## Zitierter Textauszug
━━━━━━━━━━━━━━━━━━━━━━━━━━━━━━
CLTC oder WLTP: Wie weit kommen chinesische Automarken?

Die Elektroautos sind scheinbar unaufhaltsam, doch trotz größter Bemühungen, den Autofahrern die Angst vor der Reichweite bei E-Autos zu nehmen, ist sie noch immer Thema Nummer 1 in der Diskussion um Stromer. Chinesische Hersteller machen in dieser Hinsicht den deutschen gehörig Feuer unterm Hintern – es werden gigantische CLTC-Reichweiten versprochen. Doch stopp! Was bedeutet die Abkürzung überhaupt und ist sie zuverlässiger als WLTP? Wir klären euch auf.

Mit chinesischen Modellen können wir derzeit noch nicht aufwarten, dafür findet ihr in unserer Flotte E-Autos von Tesla, BMW, VW und Porsche. Wollt ihr ein Elektroauto mieten, seid ihr mit CarVia bestens beraten.

CTLC: Testverfahren aus China

BYD, MG, Xpeng und auch Nio sind starke Kontrahenten, mit denen sich die etablierten Hersteller in Deutschland und Europa seit wenigen Jahren messen müssen. Daher wird die Abkürzung CLTC immer wichtiger, je mehr Elektroautos es aus China nach Europa schaffen.

Der „China Light-Duty Vehicle Test Cycle“ (CLTC), das chinesische Prüfverfahren für leichte Nutzfahrzeuge, liefert eher unzuverlässige Messergebnisse – zumindest für unsere Verwendungszwecke sind die Angaben bedingt korrekt.

Als Teil der „China Automotive Test Cycles“ (CATC) wurde die Prüfung vom „China Automotive Technology & Research Center“ entwickelt, um einerseits den veralteten NEFZ zu ersetzen, andererseits die Unabhängigkeit von europäischen Prüfprozessen zu sichern. Die Abkürzung steht für „Neuer Europäischer Fahr-Zyklus” (NEFZ), im englischen oft mit NEDC abgekürzt. Das Verfahren war seit den 90ern im Einsatz, allerdings mit eher bescheidenen Resultaten.

Beim CLTC unterscheidet man übrigens zwischen der Testung von Passagier- und kommerziell genutzten Fahrzeugen:

  • CLTC-P: Für normale PKWs erstellt.
  • CLTC-C: Für Kleinbusse, Transporter und andere mehrspurige Fahrzeuge bis 3,5 Tonnen.

WLTP & CLTC: Worin unterscheiden sich die Messverfahren?
━━━━━━━━━━━━━━━━━━━━━━━━━━━━━━
## Aufgelistete Einträge
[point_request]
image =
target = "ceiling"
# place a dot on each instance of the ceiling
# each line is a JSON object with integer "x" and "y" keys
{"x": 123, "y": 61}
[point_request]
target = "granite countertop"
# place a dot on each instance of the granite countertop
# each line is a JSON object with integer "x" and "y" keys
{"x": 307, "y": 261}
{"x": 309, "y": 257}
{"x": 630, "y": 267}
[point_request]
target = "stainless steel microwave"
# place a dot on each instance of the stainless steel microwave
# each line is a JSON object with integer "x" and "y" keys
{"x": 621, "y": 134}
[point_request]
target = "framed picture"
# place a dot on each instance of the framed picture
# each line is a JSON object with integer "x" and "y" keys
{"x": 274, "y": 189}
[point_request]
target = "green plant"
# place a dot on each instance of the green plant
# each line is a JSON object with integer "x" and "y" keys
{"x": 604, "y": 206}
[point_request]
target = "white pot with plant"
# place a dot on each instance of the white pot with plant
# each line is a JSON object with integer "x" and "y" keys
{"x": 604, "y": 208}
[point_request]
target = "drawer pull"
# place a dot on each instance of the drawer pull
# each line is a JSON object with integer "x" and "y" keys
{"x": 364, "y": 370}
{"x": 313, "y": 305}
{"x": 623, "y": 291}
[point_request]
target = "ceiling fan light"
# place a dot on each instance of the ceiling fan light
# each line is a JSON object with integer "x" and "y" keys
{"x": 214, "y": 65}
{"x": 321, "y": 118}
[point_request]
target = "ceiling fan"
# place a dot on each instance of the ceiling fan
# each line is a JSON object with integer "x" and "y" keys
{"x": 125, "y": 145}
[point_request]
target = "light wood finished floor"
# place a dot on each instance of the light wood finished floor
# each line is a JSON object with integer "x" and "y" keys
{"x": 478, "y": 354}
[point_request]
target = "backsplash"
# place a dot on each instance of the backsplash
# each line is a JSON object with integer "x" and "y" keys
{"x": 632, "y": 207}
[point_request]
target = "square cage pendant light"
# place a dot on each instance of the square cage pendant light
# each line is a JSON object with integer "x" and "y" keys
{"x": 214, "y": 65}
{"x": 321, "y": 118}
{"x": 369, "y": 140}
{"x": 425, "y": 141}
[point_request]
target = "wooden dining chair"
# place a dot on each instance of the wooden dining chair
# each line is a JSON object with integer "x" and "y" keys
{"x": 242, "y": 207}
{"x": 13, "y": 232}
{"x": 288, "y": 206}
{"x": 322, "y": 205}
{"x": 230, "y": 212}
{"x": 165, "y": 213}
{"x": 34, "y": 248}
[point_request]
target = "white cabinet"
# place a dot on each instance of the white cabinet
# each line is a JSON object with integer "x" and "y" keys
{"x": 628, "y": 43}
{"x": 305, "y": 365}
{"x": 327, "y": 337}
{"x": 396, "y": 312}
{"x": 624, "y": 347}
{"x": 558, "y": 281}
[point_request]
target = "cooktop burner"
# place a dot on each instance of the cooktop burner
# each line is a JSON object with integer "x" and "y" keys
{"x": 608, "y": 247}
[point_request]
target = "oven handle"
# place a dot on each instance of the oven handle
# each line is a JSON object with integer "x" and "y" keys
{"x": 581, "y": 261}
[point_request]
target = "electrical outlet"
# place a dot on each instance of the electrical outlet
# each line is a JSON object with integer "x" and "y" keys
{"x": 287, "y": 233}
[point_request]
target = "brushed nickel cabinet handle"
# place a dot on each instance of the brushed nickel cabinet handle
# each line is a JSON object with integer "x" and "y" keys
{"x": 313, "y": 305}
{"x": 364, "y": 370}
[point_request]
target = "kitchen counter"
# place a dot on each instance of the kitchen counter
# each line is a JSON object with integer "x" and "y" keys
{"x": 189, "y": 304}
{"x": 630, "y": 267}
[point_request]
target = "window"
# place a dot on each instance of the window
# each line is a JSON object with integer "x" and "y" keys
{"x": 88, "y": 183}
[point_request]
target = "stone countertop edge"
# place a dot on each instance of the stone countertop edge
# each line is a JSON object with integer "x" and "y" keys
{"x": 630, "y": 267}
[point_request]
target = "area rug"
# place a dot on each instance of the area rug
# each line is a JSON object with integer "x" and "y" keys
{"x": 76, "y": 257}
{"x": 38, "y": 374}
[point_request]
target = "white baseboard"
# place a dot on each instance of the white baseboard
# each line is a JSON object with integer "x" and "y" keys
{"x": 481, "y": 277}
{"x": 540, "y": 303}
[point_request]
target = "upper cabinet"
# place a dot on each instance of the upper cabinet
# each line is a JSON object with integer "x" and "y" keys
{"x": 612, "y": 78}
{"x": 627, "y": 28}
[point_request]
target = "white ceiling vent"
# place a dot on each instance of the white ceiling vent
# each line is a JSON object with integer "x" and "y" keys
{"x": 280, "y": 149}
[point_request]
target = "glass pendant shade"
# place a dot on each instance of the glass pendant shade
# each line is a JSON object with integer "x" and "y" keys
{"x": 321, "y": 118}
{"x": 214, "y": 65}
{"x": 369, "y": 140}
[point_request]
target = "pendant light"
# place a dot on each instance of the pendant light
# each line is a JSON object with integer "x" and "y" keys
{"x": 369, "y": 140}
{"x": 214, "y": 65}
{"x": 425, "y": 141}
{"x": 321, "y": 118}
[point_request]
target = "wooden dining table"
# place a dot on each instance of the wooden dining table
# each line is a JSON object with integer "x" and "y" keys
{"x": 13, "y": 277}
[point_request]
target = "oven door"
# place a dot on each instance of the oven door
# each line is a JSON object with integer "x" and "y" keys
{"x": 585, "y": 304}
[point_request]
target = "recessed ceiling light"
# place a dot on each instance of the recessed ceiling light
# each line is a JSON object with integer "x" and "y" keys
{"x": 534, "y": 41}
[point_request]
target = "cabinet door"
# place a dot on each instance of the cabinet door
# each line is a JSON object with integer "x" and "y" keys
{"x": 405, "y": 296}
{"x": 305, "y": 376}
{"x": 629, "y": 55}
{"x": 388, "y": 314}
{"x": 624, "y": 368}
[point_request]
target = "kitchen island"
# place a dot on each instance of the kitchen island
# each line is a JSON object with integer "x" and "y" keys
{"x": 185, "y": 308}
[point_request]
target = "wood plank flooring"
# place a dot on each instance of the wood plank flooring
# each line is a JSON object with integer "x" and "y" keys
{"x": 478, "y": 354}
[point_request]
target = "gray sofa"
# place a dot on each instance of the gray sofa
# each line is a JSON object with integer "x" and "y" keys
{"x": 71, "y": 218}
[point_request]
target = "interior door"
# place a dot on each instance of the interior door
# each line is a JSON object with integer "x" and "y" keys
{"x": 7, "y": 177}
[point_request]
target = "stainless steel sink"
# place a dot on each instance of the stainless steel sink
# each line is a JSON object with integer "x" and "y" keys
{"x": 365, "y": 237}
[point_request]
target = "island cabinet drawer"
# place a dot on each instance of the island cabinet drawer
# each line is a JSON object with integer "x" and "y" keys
━━━━━━━━━━━━━━━━━━━━━━━━━━━━━━
Erkläre anhand des Textauszugs zu CLTC und WLTP, aus welchen zwei Gründen das Prüfverfahren CLTC entwickelt wurde.

## Deine Lösung
Das CLTC wurde vom „China Automotive Technology & Research Center“ entwickelt, um den veralteten NEFZ zu ersetzen. Außerdem sollte es die Unabhängigkeit von europäischen Prüfprozessen sichern.